### STATED EXERCISE
Report each line below that contains the string "yellow", copying the line in full.

### DATASET
━━━━━━━━━━━━━━━━━━━━━━━━━━━━━━
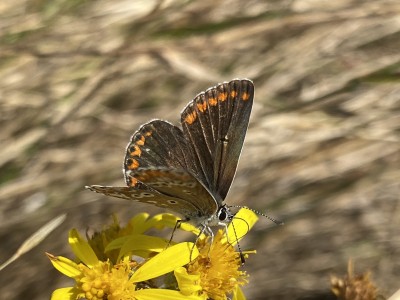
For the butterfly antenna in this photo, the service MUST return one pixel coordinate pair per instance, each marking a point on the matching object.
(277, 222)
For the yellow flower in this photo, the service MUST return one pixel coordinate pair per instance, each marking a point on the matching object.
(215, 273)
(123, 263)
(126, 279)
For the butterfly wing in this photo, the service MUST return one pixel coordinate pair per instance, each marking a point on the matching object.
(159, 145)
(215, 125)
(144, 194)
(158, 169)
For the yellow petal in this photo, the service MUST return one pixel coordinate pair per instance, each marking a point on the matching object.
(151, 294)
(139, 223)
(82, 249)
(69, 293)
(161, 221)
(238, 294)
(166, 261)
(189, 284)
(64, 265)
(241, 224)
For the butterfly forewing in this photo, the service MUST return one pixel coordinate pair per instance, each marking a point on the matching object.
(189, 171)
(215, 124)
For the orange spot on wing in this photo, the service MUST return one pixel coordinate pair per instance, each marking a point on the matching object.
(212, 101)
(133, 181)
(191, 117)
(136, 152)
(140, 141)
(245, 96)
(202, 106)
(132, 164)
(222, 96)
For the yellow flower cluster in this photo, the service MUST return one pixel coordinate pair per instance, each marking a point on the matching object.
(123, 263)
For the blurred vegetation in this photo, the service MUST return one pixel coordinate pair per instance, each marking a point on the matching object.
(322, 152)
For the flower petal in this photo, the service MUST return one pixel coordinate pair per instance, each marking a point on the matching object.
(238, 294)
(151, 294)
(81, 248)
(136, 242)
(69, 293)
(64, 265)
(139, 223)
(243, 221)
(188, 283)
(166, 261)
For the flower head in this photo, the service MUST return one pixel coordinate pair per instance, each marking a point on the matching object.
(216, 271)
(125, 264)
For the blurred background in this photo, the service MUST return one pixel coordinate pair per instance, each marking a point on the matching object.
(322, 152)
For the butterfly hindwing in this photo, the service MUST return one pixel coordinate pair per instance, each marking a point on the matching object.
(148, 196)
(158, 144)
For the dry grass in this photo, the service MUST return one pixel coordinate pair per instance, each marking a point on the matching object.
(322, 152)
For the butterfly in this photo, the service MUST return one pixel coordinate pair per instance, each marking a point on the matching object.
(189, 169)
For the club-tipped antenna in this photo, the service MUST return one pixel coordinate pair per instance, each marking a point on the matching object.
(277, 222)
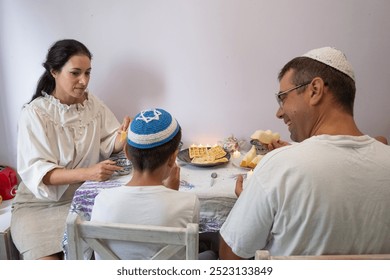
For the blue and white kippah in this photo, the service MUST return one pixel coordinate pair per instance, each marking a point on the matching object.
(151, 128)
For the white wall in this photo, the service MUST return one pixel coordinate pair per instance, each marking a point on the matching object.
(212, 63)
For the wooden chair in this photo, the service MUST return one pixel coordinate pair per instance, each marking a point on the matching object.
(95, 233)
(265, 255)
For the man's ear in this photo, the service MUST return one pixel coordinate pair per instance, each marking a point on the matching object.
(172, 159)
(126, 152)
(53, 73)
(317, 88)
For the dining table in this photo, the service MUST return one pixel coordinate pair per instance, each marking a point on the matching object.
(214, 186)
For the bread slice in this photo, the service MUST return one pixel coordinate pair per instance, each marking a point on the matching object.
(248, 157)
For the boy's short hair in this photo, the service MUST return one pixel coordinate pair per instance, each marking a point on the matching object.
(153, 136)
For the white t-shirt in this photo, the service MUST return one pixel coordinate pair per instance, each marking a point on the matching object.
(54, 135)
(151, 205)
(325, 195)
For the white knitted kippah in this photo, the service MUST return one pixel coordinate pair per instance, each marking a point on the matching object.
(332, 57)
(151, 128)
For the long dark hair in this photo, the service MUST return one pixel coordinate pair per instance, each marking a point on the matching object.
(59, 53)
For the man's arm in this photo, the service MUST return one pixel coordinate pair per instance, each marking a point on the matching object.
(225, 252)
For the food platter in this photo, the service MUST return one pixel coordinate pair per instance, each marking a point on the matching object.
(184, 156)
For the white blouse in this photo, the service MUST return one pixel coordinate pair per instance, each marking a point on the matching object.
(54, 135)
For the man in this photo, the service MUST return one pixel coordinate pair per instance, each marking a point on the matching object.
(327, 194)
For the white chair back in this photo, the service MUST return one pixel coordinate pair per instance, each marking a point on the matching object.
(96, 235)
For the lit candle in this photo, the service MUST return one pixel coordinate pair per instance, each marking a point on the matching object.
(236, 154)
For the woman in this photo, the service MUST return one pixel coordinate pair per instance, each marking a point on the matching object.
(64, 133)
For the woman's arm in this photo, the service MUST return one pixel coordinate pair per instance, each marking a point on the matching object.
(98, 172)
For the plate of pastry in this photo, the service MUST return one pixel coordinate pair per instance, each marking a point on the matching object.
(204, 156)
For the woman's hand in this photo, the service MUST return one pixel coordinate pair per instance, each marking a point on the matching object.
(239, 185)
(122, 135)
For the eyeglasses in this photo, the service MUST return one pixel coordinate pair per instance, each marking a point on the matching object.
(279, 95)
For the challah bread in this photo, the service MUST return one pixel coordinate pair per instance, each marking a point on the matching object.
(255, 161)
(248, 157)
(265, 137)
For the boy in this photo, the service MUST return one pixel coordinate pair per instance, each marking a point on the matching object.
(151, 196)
━━━━━━━━━━━━━━━━━━━━━━━━━━━━━━
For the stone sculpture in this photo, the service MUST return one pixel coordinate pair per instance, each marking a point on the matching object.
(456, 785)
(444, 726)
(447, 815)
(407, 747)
━━━━━━━━━━━━━━━━━━━━━━━━━━━━━━
### PROBLEM SOLUTION
For the yellow flower in this photo, the service MUST return one pixel coordinate pair per instance, each marking a point on the matching object.
For the yellow petal in this photo, the service MUST return one pixel coordinate pair per instance, each marking a point on the matching object.
For the yellow flower cluster in this photo, the service MUST return one pixel coordinate pair per instance, each marking a point on the matching object.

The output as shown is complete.